- [SHORT EXERCISE A] From the text on productionizing H2O below, write down the passage between "Productionizing H2O¶" and "ObJect, Optimized (MOJO).", inclusive.
- [SHORT EXERCISE B] Please decide whether each statement agrees with the text on productionizing H2O below. Answer yes or no for each and quote the deciding words of the text. (i) POJOs are supported for XGBoost. (ii) The h2o-genmodel.jar file is required when POJO/MOJO models are deployed to production. (iii) MOJOs are supported for K-Means models.
- [SHORT EXERCISE C] In the text on productionizing H2O below, what else does the h2o-genmodel.jar file contain for MOJOs?

Productionizing H2O¶
(Note: This section is a work in progress.)
About POJOs and MOJOs¶
H2O allows you to convert the models you have built to either a Plain Old Java Object (POJO) or a Model ObJect, Optimized (MOJO).
H2O-generated MOJO and POJO models are intended to be easily embeddable in any Java environment. The only compilation and runtime dependency for a generated model is the h2o-genmodel.jar
file produced as the build output of these packages. This file is a library that supports scoring. For POJOs, it contains the base classes from which the POJO is derived from. (You can see “extends GenModel” in a pojo class. The GenModel class is part of this library.) For MOJOs, it also contains the required readers and interpreters. The h2o-genmodel.jar
file is required when POJO/MOJO models are deployed to production.
Users can refer to the following Quick Start files for more information about generating POJOs and MOJOs:
Notes:
- MOJOs are supported for Deep Learning, DRF, GBM, GLM, GLRM, K-Means, SVM, Word2vec, and XGBoost models only.
- POJOs are not supported for XGBoost.
Developers can refer to the the POJO and MOJO Model Javadoc.
Example Design Patterns¶
Here is a collection of example design patterns for how to productionize H2O.

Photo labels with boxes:
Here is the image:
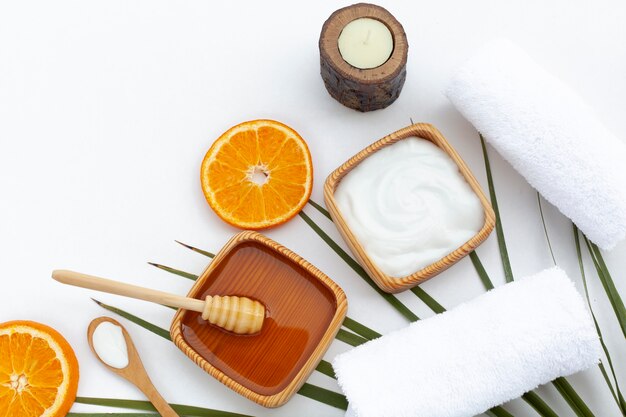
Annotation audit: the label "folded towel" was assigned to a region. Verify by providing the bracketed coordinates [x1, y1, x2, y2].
[446, 40, 626, 250]
[333, 268, 601, 417]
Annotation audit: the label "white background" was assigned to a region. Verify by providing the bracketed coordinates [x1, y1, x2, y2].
[0, 0, 626, 417]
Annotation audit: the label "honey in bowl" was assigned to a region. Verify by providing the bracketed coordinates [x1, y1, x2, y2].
[172, 232, 346, 407]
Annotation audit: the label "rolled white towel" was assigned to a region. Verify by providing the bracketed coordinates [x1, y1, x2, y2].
[333, 268, 601, 417]
[446, 40, 626, 250]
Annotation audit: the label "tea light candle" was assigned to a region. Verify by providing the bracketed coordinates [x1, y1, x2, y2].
[319, 3, 409, 112]
[337, 17, 393, 69]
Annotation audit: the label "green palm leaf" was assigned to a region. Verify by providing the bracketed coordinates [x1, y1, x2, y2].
[299, 211, 419, 322]
[75, 397, 252, 417]
[478, 133, 513, 282]
[583, 235, 626, 337]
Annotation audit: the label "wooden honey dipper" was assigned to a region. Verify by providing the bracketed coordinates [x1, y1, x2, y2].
[52, 270, 265, 334]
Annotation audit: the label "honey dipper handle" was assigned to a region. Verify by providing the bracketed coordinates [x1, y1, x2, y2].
[52, 269, 204, 313]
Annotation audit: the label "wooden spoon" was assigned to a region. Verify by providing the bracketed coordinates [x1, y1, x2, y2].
[52, 270, 265, 334]
[87, 317, 179, 417]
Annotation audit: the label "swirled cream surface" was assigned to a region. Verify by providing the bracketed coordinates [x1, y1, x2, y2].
[334, 138, 485, 278]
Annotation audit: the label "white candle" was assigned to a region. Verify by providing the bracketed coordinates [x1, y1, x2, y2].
[337, 17, 393, 69]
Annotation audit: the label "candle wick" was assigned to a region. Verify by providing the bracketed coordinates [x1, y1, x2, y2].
[363, 29, 372, 45]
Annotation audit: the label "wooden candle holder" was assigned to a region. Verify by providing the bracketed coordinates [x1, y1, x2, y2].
[319, 3, 409, 112]
[324, 123, 495, 293]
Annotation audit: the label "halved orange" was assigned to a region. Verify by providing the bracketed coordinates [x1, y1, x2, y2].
[0, 321, 78, 417]
[200, 120, 313, 229]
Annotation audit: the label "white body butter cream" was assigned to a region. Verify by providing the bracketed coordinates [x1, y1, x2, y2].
[334, 138, 485, 278]
[91, 321, 128, 369]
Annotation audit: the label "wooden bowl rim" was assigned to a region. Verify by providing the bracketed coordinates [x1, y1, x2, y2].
[170, 230, 348, 408]
[319, 3, 409, 84]
[324, 123, 495, 293]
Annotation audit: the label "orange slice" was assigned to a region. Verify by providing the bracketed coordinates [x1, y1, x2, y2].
[200, 120, 313, 229]
[0, 321, 78, 417]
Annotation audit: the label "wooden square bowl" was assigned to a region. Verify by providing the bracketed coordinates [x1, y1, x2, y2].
[170, 231, 348, 407]
[324, 123, 495, 293]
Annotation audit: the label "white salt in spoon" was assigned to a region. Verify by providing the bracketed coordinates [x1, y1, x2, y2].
[87, 317, 179, 417]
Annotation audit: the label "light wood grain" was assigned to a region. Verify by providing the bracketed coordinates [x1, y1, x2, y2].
[87, 317, 178, 417]
[324, 123, 495, 293]
[52, 269, 265, 334]
[170, 231, 347, 407]
[319, 3, 409, 112]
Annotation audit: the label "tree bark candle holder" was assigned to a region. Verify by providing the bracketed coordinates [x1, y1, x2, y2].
[319, 3, 409, 112]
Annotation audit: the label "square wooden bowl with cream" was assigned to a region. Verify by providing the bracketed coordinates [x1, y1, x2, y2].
[170, 231, 348, 407]
[324, 123, 495, 293]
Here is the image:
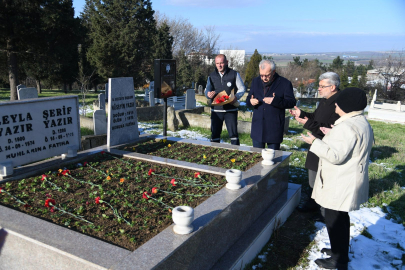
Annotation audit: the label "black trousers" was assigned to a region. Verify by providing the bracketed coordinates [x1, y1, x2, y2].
[211, 111, 239, 145]
[325, 208, 350, 263]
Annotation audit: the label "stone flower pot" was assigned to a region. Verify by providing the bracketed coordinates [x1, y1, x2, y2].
[225, 169, 242, 189]
[172, 206, 194, 234]
[262, 148, 275, 165]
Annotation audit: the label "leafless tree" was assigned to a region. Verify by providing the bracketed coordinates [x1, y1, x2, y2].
[155, 11, 219, 56]
[376, 51, 405, 100]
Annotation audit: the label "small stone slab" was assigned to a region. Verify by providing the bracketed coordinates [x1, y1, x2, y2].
[17, 87, 38, 100]
[93, 110, 107, 135]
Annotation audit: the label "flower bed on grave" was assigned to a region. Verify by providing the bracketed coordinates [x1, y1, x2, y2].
[0, 152, 226, 251]
[123, 139, 262, 171]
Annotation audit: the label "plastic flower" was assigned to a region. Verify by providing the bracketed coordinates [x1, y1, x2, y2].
[148, 169, 155, 176]
[45, 198, 56, 207]
[142, 191, 151, 200]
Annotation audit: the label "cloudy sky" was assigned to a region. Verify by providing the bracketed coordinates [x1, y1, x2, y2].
[73, 0, 405, 53]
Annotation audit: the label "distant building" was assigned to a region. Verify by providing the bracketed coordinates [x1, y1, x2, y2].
[219, 50, 246, 68]
[187, 52, 214, 65]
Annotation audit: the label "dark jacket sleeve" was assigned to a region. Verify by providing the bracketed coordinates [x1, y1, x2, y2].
[245, 79, 260, 108]
[300, 110, 339, 139]
[271, 81, 297, 109]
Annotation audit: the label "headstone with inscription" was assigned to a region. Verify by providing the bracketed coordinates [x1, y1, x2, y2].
[0, 96, 81, 177]
[93, 110, 107, 135]
[98, 93, 105, 111]
[107, 77, 139, 147]
[105, 83, 108, 102]
[198, 85, 204, 95]
[17, 84, 27, 91]
[17, 87, 38, 100]
[185, 89, 196, 110]
[149, 90, 157, 107]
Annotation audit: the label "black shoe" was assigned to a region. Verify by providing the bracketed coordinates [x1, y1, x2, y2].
[321, 248, 332, 256]
[315, 258, 348, 270]
[297, 200, 319, 213]
[312, 213, 325, 223]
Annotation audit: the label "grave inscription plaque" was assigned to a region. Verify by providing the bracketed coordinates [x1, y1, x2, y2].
[107, 77, 139, 147]
[0, 96, 80, 170]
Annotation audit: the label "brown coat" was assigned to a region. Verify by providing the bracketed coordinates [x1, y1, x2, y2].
[309, 111, 374, 212]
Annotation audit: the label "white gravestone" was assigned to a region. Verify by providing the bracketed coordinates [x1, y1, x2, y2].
[105, 83, 108, 102]
[185, 89, 196, 110]
[0, 96, 81, 176]
[107, 77, 139, 147]
[198, 85, 204, 95]
[17, 84, 27, 91]
[17, 87, 38, 100]
[98, 93, 105, 111]
[149, 90, 155, 107]
[93, 110, 107, 135]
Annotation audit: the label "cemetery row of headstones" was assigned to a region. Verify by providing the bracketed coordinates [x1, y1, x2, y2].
[0, 78, 139, 178]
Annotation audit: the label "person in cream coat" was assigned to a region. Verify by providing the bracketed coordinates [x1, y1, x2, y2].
[301, 87, 374, 269]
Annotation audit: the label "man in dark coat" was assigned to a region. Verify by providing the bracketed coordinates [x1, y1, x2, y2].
[246, 60, 296, 150]
[290, 72, 340, 221]
[205, 54, 245, 145]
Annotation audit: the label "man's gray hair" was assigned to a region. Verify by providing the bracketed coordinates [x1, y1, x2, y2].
[259, 59, 276, 71]
[319, 72, 340, 88]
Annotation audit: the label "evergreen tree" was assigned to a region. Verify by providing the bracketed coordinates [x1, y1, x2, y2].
[0, 0, 46, 100]
[245, 49, 262, 88]
[350, 70, 359, 87]
[330, 56, 344, 72]
[153, 22, 173, 59]
[84, 0, 156, 85]
[345, 60, 356, 77]
[24, 0, 81, 93]
[339, 70, 349, 89]
[367, 60, 374, 70]
[293, 56, 302, 66]
[176, 51, 193, 89]
[359, 69, 367, 90]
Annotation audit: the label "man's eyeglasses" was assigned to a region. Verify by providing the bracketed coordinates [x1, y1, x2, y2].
[260, 73, 271, 78]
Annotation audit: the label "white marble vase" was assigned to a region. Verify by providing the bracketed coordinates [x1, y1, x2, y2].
[262, 148, 275, 165]
[225, 169, 242, 189]
[172, 206, 194, 234]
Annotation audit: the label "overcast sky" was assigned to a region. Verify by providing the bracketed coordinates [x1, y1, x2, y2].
[73, 0, 405, 53]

- [CORRECT OUTPUT A]
Productionizing H2O¶
(Note: This section is a work in progress.)
About POJOs and MOJOs¶
H2O allows you to convert the models you have built to either a Plain Old Java Object (POJO) or a Model ObJect, Optimized (MOJO).

- [CORRECT OUTPUT B]
(i) No: "POJOs are not supported for XGBoost."
(ii) Yes: "file is required when POJO/MOJO models are deployed to production."
(iii) Yes: "MOJOs are supported for Deep Learning, DRF, GBM, GLM, GLRM, K-Means, SVM, Word2vec, and XGBoost models only."

- [CORRECT OUTPUT C] It also contains the required readers and interpreters.